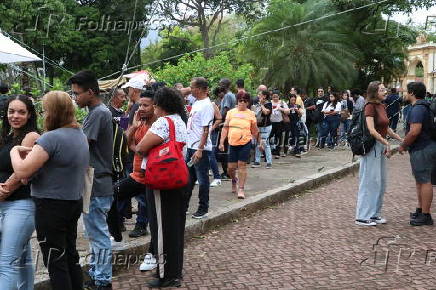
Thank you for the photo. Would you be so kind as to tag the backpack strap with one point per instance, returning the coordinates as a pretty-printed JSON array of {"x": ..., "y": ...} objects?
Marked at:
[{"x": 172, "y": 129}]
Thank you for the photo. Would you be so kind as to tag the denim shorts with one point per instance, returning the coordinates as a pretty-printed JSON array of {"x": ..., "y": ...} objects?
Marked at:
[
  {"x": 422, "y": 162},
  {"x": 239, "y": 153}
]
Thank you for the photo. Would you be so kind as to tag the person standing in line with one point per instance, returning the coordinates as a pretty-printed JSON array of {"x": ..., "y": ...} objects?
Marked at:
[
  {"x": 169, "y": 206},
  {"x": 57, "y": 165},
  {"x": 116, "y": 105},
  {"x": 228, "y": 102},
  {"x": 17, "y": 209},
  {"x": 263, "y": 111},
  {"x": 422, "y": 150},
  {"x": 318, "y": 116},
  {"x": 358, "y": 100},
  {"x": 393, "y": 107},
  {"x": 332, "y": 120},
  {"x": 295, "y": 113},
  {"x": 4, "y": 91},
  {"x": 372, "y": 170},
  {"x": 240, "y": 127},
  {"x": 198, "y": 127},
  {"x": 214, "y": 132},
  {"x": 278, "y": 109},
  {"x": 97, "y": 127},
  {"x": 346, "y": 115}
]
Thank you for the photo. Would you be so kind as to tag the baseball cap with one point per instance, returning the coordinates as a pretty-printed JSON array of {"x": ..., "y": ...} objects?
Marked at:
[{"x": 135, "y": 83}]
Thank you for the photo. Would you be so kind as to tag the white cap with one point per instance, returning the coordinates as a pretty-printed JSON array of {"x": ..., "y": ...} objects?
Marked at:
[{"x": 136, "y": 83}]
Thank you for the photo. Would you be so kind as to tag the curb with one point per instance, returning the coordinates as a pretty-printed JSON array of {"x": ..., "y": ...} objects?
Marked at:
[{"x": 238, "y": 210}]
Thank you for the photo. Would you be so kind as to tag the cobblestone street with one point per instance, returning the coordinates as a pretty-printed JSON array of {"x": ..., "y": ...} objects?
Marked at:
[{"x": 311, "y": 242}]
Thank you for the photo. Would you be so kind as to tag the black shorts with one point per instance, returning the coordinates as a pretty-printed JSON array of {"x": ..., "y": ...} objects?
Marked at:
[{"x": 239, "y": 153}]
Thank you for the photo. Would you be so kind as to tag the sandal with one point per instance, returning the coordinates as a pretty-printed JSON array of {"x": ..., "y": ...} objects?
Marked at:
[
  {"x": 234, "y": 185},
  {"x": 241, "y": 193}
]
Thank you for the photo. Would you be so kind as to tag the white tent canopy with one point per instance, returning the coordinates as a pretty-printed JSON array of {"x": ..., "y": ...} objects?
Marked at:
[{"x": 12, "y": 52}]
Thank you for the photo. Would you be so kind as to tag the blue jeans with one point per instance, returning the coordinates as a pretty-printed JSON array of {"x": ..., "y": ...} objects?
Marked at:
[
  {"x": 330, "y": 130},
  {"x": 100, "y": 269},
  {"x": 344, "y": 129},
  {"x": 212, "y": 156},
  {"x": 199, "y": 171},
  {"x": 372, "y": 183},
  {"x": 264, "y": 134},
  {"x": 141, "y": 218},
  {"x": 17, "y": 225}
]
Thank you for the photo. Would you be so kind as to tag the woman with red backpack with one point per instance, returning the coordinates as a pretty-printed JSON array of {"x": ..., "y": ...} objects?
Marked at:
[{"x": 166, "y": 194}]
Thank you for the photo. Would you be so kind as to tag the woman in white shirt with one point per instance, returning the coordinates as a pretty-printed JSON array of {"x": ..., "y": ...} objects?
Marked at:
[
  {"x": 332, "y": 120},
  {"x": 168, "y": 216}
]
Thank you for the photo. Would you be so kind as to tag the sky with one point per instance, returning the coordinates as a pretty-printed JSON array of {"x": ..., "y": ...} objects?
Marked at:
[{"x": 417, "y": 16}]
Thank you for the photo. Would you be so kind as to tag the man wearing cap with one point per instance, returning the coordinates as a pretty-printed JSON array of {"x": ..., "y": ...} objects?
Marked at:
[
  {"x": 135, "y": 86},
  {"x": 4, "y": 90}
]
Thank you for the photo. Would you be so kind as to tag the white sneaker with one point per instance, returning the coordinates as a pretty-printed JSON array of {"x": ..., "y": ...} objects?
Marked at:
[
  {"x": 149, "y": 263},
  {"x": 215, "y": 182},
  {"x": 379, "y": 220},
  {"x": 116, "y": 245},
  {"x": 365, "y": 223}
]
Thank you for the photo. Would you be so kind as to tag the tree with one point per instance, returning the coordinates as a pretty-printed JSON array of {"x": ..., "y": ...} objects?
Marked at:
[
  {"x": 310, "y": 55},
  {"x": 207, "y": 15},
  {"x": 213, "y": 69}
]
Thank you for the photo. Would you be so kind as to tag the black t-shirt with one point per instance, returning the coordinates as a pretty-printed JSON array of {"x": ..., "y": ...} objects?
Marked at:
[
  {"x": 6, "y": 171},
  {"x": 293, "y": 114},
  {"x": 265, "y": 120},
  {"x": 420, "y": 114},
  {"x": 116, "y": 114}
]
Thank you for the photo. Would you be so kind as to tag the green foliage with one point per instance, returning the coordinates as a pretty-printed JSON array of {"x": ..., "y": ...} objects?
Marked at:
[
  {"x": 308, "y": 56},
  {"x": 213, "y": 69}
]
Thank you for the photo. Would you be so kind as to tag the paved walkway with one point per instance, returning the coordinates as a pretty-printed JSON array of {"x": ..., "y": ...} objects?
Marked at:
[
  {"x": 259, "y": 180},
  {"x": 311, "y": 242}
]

————

Could you retype every line above exactly as it appears, skipping the pictures?

Thank you for the photo. Would you be so kind as to tag the backpack strap with one point per instance, returning the coordinates as a pretty-printed JSON array of {"x": ..., "y": ...} objects?
Marked at:
[{"x": 172, "y": 129}]
Thank you for the photo. Would you be so kind as to tag the denim shorts with one point per instance, returning the coordinates as a pretty-printed JSON array of {"x": ..., "y": ...} objects?
Marked at:
[
  {"x": 422, "y": 162},
  {"x": 239, "y": 153}
]
Thank you for the photo. Would you be so kind as to tag the person standing in line with one point per instance, returning the coordinates as a pretty-printed JSON array of {"x": ..., "y": ...} objects?
Marked at:
[
  {"x": 169, "y": 206},
  {"x": 57, "y": 165},
  {"x": 116, "y": 105},
  {"x": 228, "y": 102},
  {"x": 17, "y": 209},
  {"x": 263, "y": 111},
  {"x": 422, "y": 150},
  {"x": 318, "y": 116},
  {"x": 358, "y": 100},
  {"x": 393, "y": 107},
  {"x": 332, "y": 120},
  {"x": 295, "y": 113},
  {"x": 4, "y": 91},
  {"x": 372, "y": 170},
  {"x": 240, "y": 127},
  {"x": 198, "y": 127},
  {"x": 214, "y": 132},
  {"x": 278, "y": 109},
  {"x": 97, "y": 127},
  {"x": 346, "y": 115}
]
Thank you for the photo. Would you be so kind as to tag the baseball cap with one point per instance, returning the coordinates as a pretty-printed JSON array of {"x": ..., "y": ...} objects?
Marked at:
[{"x": 135, "y": 83}]
Thank you for the photo. Would you be so kind as to tag the white cap with one point per instance, returning the coordinates as a pretty-printed JSON array of {"x": ..., "y": ...} objects?
Marked at:
[{"x": 136, "y": 83}]
Thank you for the photo. Would you be so kind as to tag the curb with one point per instance, returning the coordinates as a pretty-printed JSON array of {"x": ..., "y": ...} objects?
Marked at:
[{"x": 238, "y": 210}]
Thank you for the photo. Would you be so kind as to tag the cobblestone street with one point per instance, returning the coordinates as a pretty-printed JSON array of {"x": ..., "y": ...} objects?
Marked at:
[{"x": 311, "y": 242}]
Thank you for the photo. Would you be so kind as to tag the black shorts with one point per instance, returning the coordinates as a pretty-printed JSON array of {"x": ..., "y": ...} objects?
Marked at:
[{"x": 239, "y": 153}]
Thank you for the photo. Would you be so kind as to tag the sandal with one point per instance, returning the coordinates as a pretty-printed JSON array of {"x": ..., "y": ...} objects?
Marked at:
[
  {"x": 234, "y": 185},
  {"x": 241, "y": 193}
]
Thank you for the photo. Would you be so kind as to tag the white tent canopy with one point per instance, returning the coordinates as a pretty-printed JSON array of {"x": ..., "y": ...} objects?
Marked at:
[{"x": 12, "y": 52}]
Thank you for the photo. Would you be so kind as to tag the blue jeans with one point per instance, returning the coordinates as a pretty-printed JSON array of {"x": ..., "y": ...} objects?
Marked at:
[
  {"x": 330, "y": 130},
  {"x": 100, "y": 269},
  {"x": 344, "y": 129},
  {"x": 212, "y": 156},
  {"x": 199, "y": 171},
  {"x": 372, "y": 183},
  {"x": 264, "y": 134},
  {"x": 141, "y": 218},
  {"x": 17, "y": 225}
]
Thank you for the photo. Would you be so kind as to tag the woman with red backpack with one point per instance, returning the coordinates as a pretty-printed JSON array of {"x": ..., "y": ...} objects?
Marked at:
[{"x": 166, "y": 194}]
Thank you for the photo. Would you be so kind as to tag the woman in white shirt with one point per instance, returning the coordinates as a pretty-printed JSON array of {"x": ..., "y": ...} objects?
Marked at:
[
  {"x": 332, "y": 120},
  {"x": 168, "y": 216}
]
Thank you for the photo. Would you be so kind as to tag the sky with one point per instance, returning the coordinates as a pretty-printed JSON array of {"x": ..., "y": ...} objects?
Marked at:
[{"x": 417, "y": 16}]
Thank you for the photo. Would you be so kind as to tag the man wearing cap with one point per instance, returning the coordinates as a pretty-printed JSON array of {"x": ..., "y": ...} objects?
Marked at:
[
  {"x": 135, "y": 86},
  {"x": 4, "y": 90}
]
Thank you for the photo. Would you be so kind as to tag the white sneaker with one point per instance, returning the coordinates as a pretty-printed JSON array of {"x": ..., "y": ...} objects?
Marked at:
[
  {"x": 149, "y": 263},
  {"x": 215, "y": 182},
  {"x": 379, "y": 220},
  {"x": 116, "y": 245},
  {"x": 365, "y": 223}
]
Thank you for the photo. Would you be so kind as to tag the tree with one point per instance, returning the coordinates as a pretty-printed JSON array of {"x": ..., "y": ...} objects?
Marked at:
[
  {"x": 310, "y": 55},
  {"x": 207, "y": 15},
  {"x": 213, "y": 69}
]
Thank you for the photo. Would you be so kind as to tag the black t-shirt with one point per instance, returning the coordinates as a pretty-printed JSON array of {"x": ..., "y": ...} objects?
Marked at:
[
  {"x": 6, "y": 171},
  {"x": 293, "y": 114},
  {"x": 265, "y": 120},
  {"x": 420, "y": 114},
  {"x": 116, "y": 114}
]
Thank you for the photo. Would you be so kind as to tag the green foliage with one point per instance, returning the coordinates as a pretty-printed JSON array of {"x": ..., "y": ...} objects?
Marked at:
[
  {"x": 308, "y": 56},
  {"x": 213, "y": 69}
]
Thank you for the photo. Would you be so kind as to tag the paved walkway with one point per instance, returning the coordinates as a pretty-printed JSON array of {"x": ..., "y": ...} objects?
Marked at:
[
  {"x": 259, "y": 180},
  {"x": 311, "y": 242}
]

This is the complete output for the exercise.